%%
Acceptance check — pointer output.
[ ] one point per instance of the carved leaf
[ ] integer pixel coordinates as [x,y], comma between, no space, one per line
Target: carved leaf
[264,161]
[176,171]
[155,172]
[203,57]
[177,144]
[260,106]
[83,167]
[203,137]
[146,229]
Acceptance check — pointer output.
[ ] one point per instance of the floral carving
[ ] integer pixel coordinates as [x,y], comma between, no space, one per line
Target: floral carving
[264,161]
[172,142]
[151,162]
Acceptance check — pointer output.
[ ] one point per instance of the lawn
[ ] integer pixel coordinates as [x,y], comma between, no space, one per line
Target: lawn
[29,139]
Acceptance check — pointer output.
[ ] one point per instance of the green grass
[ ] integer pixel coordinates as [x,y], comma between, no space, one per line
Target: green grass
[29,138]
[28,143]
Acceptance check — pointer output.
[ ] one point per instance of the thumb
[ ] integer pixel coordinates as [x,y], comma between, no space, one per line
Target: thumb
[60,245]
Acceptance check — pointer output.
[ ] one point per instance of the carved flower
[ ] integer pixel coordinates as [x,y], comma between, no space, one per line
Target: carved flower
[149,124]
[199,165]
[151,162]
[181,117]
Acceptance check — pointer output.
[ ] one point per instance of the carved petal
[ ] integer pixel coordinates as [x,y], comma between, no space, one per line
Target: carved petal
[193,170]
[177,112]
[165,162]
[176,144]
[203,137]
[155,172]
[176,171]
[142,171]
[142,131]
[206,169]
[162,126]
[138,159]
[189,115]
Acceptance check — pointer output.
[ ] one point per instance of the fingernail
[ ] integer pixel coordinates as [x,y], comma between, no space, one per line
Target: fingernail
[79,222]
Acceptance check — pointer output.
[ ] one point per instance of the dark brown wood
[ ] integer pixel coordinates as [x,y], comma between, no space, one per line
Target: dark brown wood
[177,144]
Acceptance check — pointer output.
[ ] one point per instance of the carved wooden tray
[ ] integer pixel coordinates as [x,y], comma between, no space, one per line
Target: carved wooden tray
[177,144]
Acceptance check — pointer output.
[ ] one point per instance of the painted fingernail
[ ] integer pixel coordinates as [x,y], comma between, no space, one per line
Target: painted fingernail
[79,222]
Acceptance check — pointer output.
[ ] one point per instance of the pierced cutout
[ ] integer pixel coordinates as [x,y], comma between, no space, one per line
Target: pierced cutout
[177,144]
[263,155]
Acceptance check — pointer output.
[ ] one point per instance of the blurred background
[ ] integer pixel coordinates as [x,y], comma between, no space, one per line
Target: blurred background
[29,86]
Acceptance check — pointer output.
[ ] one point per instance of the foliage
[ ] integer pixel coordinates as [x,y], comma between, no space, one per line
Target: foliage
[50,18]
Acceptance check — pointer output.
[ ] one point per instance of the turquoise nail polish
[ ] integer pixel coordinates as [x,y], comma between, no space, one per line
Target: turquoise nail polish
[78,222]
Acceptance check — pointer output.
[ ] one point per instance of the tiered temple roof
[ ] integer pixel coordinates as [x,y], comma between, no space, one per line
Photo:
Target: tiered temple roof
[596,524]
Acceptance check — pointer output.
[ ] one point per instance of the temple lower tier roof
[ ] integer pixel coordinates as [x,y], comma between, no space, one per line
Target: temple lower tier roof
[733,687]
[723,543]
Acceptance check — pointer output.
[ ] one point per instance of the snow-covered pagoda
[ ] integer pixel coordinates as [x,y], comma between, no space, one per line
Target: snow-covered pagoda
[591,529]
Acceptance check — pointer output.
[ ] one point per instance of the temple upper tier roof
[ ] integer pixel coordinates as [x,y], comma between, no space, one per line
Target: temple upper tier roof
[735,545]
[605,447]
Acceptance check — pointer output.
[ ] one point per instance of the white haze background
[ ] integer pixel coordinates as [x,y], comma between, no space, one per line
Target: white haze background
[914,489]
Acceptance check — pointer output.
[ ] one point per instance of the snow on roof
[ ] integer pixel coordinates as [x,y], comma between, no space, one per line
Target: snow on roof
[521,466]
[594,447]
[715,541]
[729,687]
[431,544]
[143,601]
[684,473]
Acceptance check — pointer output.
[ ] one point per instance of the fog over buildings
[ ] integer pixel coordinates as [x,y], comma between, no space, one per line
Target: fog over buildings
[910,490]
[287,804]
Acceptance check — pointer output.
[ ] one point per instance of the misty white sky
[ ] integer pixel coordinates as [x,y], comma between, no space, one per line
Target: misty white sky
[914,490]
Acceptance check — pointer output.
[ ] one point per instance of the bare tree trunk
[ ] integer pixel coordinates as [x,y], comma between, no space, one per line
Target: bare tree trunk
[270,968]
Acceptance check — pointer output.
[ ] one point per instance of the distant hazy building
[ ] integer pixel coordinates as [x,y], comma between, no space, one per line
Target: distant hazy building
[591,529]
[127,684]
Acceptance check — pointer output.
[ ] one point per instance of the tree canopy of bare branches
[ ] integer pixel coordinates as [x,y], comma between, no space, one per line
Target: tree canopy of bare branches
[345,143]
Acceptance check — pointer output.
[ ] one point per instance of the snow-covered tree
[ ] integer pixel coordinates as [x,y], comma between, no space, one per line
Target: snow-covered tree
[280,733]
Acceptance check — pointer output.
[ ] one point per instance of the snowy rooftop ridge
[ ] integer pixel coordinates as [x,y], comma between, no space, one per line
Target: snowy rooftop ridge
%%
The data above must be returned in full, exactly as written.

▶ **Finished answer**:
Acceptance check — pointer output.
[ ] one point per instance of the carved leaf
[ ] integer pixel coordinates as [x,y], comma between, no space, one per line
Target: carved leaf
[264,161]
[176,171]
[155,172]
[203,57]
[177,144]
[260,106]
[83,167]
[203,137]
[146,229]
Acceptance check — pointer output.
[ ] one point per instance of the floral carving
[ ] integer pixel coordinates as [x,y], comma between, no space, one per line
Target: floral carving
[264,161]
[172,142]
[151,162]
Acceptance check — pointer output.
[ ] one point per instance of the lawn
[ ] integer pixel coordinates as [x,y], comma between, no space, one per line
Target: lawn
[29,139]
Acceptance check — pointer output.
[ ] one point per instance of the green grass
[ ] integer pixel coordinates as [x,y], comma between, no space, one per line
Target: green grass
[29,138]
[28,143]
Acceptance check — pointer output.
[ ] one point per instance of the thumb
[ ] integer pixel coordinates as [x,y], comma between, no space, one per line
Target: thumb
[60,245]
Acceptance check — pointer output.
[ ] one point per instance of the carved flower
[ ] integer pixel coordinates as [x,y], comma between, no space, one per line
Target: carved flower
[149,124]
[199,165]
[151,162]
[181,117]
Acceptance check — pointer output.
[ ] one point per instance of the carved petal
[ ] integer pixel coordinates as [x,y], comma between, no space, one per line
Target: carved petal
[193,170]
[177,112]
[165,162]
[176,144]
[203,137]
[155,172]
[176,171]
[142,171]
[142,131]
[206,169]
[162,126]
[138,159]
[189,115]
Acceptance check — pointer output.
[ ] one point per instance of the fingernail
[ ] integer pixel coordinates as [x,y], comma between, no space, one per line
Target: fingernail
[79,222]
Acceptance check — pointer output.
[ ] one point per instance of the dark brown wood
[ ] integer pixel coordinates as [x,y], comma between, no space, one per line
Target: dark brown wood
[177,144]
Acceptance check — pointer output.
[ ] one point per instance of the carved wooden tray
[ ] integer pixel coordinates as [x,y], comma between, no space, one per line
Target: carved wooden tray
[177,144]
Acceptance check — pointer output.
[ ] one point per instance of the painted fingernail
[ ] integer pixel coordinates as [x,y], comma between, no space, one per line
Target: painted fingernail
[79,222]
Acceptance check — pointer output.
[ ] one point per instance of the pierced cutout
[ ] integer pixel coordinates as [x,y], comma between, no space, one per line
Target: pierced cutout
[177,144]
[263,155]
Acceptance check — pointer output.
[ ] one point per instance of the blurred background
[ ] integer pixel coordinates as [x,y], comma between, no space, one per line
Target: blurred background
[29,86]
Acceptance check — pointer output.
[ ] one point per instance of the foliage
[ ] integer pixel coordinates as [x,y], comma between, no space, one per line
Target: foliage
[50,18]
Acceptance check — pointer output.
[ ] one point per instance of the turquoise nail polish
[ ] integer pixel coordinates as [x,y], comma between, no space, one per line
Target: turquoise nail polish
[78,222]
Acceptance check — pointer output.
[ ] one point per instance of the tiered temple roof
[ ] integer pixel coordinates as [x,y], comma between, no space, one per line
Photo:
Target: tiered temple roof
[596,524]
Acceptance check — pointer output.
[ ] one point per instance of the temple lower tier roof
[ ] integer pixel coordinates as [x,y], comma between, no space, one per line
Target: temple lower tier roof
[733,687]
[723,543]
Acceptance check — pointer output.
[ ] one point per instance of the snow-covered pagoda
[ ] integer pixel coordinates as [x,y], comma between, no space, one per line
Target: snow-covered pagoda
[591,529]
Acceptance check — pointer output.
[ ] one point per instance of the temple upper tier roof
[ ] integer pixel coordinates as [x,y], comma between, no space, one per line
Target: temple upper tier roof
[735,545]
[605,447]
Acceptance check — pointer output.
[ ] one point per instance of the white haze background
[ ] integer pixel coordinates as [x,y], comma between, no space, one per line
Target: white haze background
[914,489]
Acceptance check — pointer output.
[ ] one point per instance of the snow on roof
[ ] integer pixel coordinates as [x,y], comma between, no space, one per line
Target: snow on roof
[521,466]
[594,447]
[715,541]
[729,687]
[431,544]
[143,601]
[684,473]
Acceptance check — pointer output.
[ ] one point per instance of the fog over buildings
[ ] integer pixel coordinates as [x,y], comma between, no space, one per line
Target: fog over buildings
[910,490]
[287,804]
Acceptance check — pointer output.
[ ] one point per instance of the misty white sky
[ ] integer pixel coordinates as [x,y], comma between, no space, one per line
Target: misty white sky
[914,490]
Acceptance check — pointer output.
[ ] one point per instance of the bare tree trunk
[ ] integer pixel coordinates as [x,y], comma between, no space, one per line
Target: bare tree trunk
[270,968]
Acceptance check — pointer output.
[ ] one point per instance of the distant hazy building
[ ] integer pixel coordinates as [x,y], comma between, no space, one per line
Target: distant hazy building
[591,529]
[127,684]
Acceptance check — pointer output.
[ ] one point per instance of the tree canopy of bare branches
[ ] integer pixel coordinates as [x,y], comma between, no space, one per line
Target: tree canopy of bare branches
[345,143]
Acceptance check — pointer output.
[ ] one point per instance of the snow-covered tree
[ ] integer pixel coordinates as [x,y], comma between, no space, one per line
Target: snow-covered tree
[280,733]
Acceptance check — pointer output.
[ ] one point per instance of the snowy rooftop ridge
[ ] integer pixel coordinates as [x,y], comma between, no space, one per line
Target: snowy rooftop ridge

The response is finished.